In the post about rum and pirates at Old Baldy, where was the evening dinner and rum tasting held? Please answer in a few words.

Extract provided:
──────
Wednesday, August 08, 2007

Rum and Pirates at Old Baldy, NC

For those bored with politics, I went to North Carolina at the weekend to speak about the history of rum. The occasion was fund raiser for one of the US's oldest lighthouses, Old Baldy, which used to warn shipping away from the treacherous shoals of Cape Fear.

The organizers had tied the event in with Pirates, and a properly villainous bunch of them milled round the site, firing off black powder muskets. It was a highly appropriate venue all around. Firstly, the coast was indeed the haunt of real pirates, like Blackbeard, and the island was site of British fortresses and Revolutionary attacks during the War of 1776, during which readers of Rum: A Social and Sociable History will remember, rum was one of the causes and one of the major weapons of war.

It was also the site of a Confederate fortress, and USN blockade ships shipwrecks. The Union Navy had gone prohibitionist and abolitionist at that point, stopping the grog rations for the ratings.

North Carolina is still hungover from Prohibition. In a country where George W. Bush and Rudolf Giuliani can sneer about socialized medicine, North Carolina has socialized state owned liquor distribution. It has a limited list, and any North Carolinian of more refined tastes can indeed special order of the better stuff – but only by the case, which seems a little counterintuitive if the purpose of this exercise is to cut back drinking.

The dinner and rum tasting event in the evening at the Bald Head Island Club was highly successful and if they were at all like me, all the participants felt a lot a better than they deserved the follow morning.

The organizers and the Alcohol Board of Control of North Carolina pulled together these brands, which were consumed in statistically significant samples, with the remnants from the cases being auctioned off to enthusiastic bidders after enthusiastic toasters raised their tots to "The Global Spirit with its warm beating heart in the Caribbean," and "Every tot downed helps Third World Development."

Appleton Estate 21 yr, Jamaica
Rhum Barbancourt 15 yr Estate Reserve, Haiti
Flor De Cana Centenario 12 yr, Nicaragua
Pyrat XO Reserve, Anguilla
1 Barrel Rum, Belize
Angostura 1919, Trinidad & Tobago
Pusser's British Navy Rum, Tortola (and Trinidad).
──────
Saved entries:

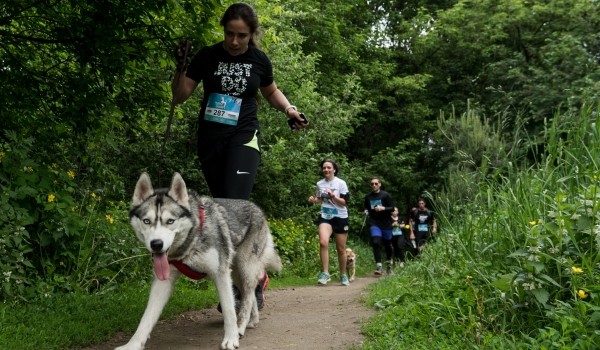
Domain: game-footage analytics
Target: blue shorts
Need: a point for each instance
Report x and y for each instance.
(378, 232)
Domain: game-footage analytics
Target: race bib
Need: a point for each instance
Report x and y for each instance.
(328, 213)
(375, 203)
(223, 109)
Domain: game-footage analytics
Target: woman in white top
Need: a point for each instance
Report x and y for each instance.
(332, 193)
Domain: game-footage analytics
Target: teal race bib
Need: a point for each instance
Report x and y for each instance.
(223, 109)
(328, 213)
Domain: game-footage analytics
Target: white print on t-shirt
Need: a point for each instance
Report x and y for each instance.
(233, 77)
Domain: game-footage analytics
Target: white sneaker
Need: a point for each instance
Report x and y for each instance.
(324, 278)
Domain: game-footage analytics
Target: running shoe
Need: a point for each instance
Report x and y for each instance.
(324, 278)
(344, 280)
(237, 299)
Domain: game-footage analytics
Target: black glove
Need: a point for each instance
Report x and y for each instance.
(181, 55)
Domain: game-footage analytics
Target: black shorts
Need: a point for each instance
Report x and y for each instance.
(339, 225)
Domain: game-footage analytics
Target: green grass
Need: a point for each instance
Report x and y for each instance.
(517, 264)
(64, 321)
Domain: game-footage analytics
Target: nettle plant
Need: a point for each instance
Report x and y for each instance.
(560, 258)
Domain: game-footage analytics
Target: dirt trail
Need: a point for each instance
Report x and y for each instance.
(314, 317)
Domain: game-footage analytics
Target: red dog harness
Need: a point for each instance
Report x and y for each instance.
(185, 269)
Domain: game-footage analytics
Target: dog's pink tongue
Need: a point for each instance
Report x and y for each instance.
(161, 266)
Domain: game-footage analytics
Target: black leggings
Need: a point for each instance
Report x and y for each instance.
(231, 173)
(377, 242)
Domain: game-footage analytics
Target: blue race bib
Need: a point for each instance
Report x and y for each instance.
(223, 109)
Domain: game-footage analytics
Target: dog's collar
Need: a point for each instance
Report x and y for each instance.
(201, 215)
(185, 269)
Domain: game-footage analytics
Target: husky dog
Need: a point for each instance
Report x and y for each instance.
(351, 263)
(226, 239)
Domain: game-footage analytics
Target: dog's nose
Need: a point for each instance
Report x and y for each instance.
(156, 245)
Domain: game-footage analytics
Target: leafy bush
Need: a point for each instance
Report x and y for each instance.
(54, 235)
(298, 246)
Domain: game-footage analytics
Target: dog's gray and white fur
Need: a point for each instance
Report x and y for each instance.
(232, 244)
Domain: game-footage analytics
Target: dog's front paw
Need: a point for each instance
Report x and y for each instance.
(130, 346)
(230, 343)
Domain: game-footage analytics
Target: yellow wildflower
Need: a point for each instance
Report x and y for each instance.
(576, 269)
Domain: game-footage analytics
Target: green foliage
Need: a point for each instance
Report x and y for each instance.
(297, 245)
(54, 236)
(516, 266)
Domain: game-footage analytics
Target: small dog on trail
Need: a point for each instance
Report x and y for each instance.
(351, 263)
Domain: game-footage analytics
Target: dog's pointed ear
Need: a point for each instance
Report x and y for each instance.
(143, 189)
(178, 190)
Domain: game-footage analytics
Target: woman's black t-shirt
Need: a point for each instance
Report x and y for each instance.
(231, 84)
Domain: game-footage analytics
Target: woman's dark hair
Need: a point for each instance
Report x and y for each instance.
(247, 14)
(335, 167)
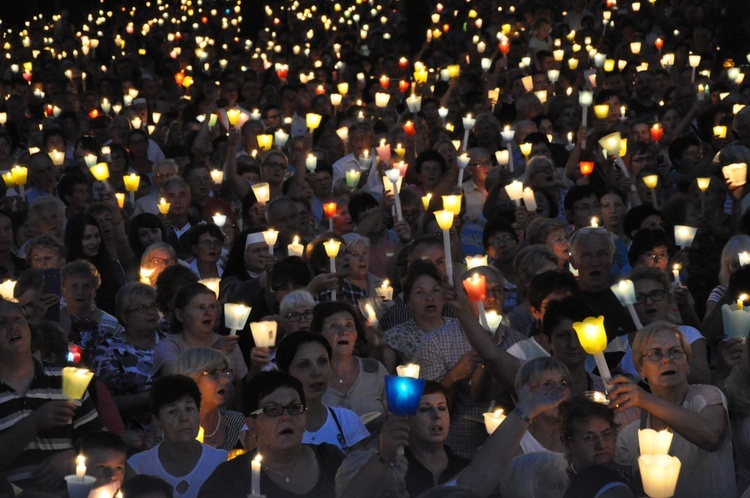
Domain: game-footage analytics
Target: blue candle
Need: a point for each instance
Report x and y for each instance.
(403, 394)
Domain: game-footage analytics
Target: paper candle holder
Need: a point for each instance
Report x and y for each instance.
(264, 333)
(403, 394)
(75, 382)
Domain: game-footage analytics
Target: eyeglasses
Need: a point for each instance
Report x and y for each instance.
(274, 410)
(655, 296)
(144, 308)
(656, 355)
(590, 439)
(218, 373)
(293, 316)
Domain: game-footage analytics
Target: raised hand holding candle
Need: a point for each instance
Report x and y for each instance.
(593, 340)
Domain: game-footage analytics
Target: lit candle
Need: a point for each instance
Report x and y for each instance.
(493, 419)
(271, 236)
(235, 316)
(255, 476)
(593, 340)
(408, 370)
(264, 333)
──────
Task response: At the Bald Head Island Club.